JOB: Transcribe only the part of the listing below that begins at the line containing "Place a point on every instance of the brown dog's ear" and runs to its final line, keeping both ends.

DATA IN THIS EXERCISE:
+-------+

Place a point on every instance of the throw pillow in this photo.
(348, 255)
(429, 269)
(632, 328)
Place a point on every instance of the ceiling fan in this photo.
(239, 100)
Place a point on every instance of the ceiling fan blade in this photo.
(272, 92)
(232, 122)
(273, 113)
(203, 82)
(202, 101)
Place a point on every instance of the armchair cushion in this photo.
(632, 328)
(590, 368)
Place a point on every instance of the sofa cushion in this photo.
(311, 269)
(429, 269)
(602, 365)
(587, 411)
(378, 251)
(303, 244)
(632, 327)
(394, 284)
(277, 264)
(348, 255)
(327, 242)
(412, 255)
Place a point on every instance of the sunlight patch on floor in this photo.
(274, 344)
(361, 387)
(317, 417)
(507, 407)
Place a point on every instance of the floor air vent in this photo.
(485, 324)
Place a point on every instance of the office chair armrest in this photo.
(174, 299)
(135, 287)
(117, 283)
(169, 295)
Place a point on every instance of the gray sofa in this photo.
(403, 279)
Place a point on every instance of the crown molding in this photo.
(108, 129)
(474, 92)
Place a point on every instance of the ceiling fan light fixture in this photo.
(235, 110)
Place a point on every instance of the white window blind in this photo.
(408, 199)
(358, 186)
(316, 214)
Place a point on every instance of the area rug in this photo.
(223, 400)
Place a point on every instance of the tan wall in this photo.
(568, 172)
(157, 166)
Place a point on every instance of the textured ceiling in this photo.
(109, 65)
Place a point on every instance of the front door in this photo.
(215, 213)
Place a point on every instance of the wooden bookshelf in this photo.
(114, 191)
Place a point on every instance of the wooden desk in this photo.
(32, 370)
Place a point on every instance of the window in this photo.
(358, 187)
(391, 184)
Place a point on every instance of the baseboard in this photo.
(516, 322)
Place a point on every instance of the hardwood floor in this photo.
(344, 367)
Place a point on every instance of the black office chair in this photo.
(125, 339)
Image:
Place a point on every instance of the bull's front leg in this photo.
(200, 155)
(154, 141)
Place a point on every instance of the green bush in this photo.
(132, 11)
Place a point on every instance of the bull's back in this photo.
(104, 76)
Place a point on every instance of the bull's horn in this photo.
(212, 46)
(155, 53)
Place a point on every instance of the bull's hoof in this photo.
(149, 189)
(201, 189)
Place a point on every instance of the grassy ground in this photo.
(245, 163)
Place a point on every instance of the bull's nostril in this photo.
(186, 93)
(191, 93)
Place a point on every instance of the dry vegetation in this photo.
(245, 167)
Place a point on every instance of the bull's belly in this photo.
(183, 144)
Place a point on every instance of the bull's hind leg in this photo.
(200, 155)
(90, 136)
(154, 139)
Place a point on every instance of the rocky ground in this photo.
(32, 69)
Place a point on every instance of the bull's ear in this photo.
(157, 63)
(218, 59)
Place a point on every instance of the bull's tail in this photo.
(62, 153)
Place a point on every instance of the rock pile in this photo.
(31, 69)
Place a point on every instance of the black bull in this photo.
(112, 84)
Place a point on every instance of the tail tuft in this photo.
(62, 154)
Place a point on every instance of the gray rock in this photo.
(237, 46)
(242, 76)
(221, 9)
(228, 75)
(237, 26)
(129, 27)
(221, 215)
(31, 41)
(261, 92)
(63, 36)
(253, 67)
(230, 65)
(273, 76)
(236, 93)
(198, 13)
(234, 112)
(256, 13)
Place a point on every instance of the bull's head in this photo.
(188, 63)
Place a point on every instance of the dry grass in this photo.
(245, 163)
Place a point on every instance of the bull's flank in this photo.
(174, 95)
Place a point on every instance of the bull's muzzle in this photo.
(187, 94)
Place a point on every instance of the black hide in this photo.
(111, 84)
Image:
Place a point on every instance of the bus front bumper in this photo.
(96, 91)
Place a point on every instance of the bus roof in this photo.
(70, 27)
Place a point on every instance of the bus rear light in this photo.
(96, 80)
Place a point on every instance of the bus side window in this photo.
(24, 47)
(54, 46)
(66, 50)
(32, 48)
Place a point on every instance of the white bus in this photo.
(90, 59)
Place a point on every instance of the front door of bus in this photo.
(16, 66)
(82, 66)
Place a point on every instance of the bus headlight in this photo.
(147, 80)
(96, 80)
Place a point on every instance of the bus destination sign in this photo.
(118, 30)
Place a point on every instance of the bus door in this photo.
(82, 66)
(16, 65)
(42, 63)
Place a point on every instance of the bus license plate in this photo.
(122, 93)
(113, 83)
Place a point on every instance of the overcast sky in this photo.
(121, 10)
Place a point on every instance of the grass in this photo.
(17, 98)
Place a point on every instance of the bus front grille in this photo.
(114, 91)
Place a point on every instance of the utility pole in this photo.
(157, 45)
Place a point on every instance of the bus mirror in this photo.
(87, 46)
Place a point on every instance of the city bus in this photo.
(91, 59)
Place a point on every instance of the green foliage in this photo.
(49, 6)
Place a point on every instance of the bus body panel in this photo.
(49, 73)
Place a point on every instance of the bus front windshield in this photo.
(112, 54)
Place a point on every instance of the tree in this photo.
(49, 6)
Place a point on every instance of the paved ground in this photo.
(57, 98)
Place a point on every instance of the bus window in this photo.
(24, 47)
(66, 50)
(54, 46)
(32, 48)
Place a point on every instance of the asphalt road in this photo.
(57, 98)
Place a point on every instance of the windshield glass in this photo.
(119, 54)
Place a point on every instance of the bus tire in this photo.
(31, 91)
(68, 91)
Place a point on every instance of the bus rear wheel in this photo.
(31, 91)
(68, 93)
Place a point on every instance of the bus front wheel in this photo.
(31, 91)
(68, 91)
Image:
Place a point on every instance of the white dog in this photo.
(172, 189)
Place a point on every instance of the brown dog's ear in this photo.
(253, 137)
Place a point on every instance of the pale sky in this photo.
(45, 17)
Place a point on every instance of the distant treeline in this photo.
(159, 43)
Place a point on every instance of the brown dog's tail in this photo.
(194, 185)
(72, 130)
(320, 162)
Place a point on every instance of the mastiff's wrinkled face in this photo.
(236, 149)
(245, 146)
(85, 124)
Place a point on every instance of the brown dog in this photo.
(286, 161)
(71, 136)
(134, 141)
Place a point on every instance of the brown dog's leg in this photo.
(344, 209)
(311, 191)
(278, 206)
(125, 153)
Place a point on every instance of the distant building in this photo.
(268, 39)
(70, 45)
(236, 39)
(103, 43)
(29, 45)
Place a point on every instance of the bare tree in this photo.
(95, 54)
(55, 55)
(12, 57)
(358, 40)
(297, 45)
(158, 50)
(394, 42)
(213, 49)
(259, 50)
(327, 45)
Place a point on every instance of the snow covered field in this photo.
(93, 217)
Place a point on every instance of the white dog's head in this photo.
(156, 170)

+-------+

RESULT FOR THIS EXERCISE:
Place a point on every instance of the brown dog's ear in this photo.
(253, 137)
Place a point on every instance of the pale sky in this photo.
(45, 17)
Place a point on every instance of the distant treeline in this photo.
(159, 43)
Place a point on every instance of the brown dog's tail in this photo.
(194, 185)
(72, 130)
(320, 162)
Place a point on every instance of the mastiff's wrinkled face in this photo.
(236, 149)
(245, 146)
(85, 124)
Place a point on every instance of the brown dog in this photo.
(286, 161)
(71, 136)
(134, 141)
Place a point on every instance of the brown dog's leg in this photo.
(344, 209)
(311, 191)
(278, 206)
(125, 153)
Place a point on every instance of the distant building in this photo.
(268, 39)
(70, 45)
(236, 39)
(103, 43)
(29, 45)
Place a point on every instance of the bare tree in this photo.
(95, 54)
(55, 55)
(12, 57)
(358, 40)
(297, 45)
(158, 50)
(394, 42)
(213, 49)
(259, 50)
(327, 45)
Place a point on every instance of the snow covered field in this photo.
(93, 217)
Place a point on every instance of the white dog's head in this photo.
(156, 170)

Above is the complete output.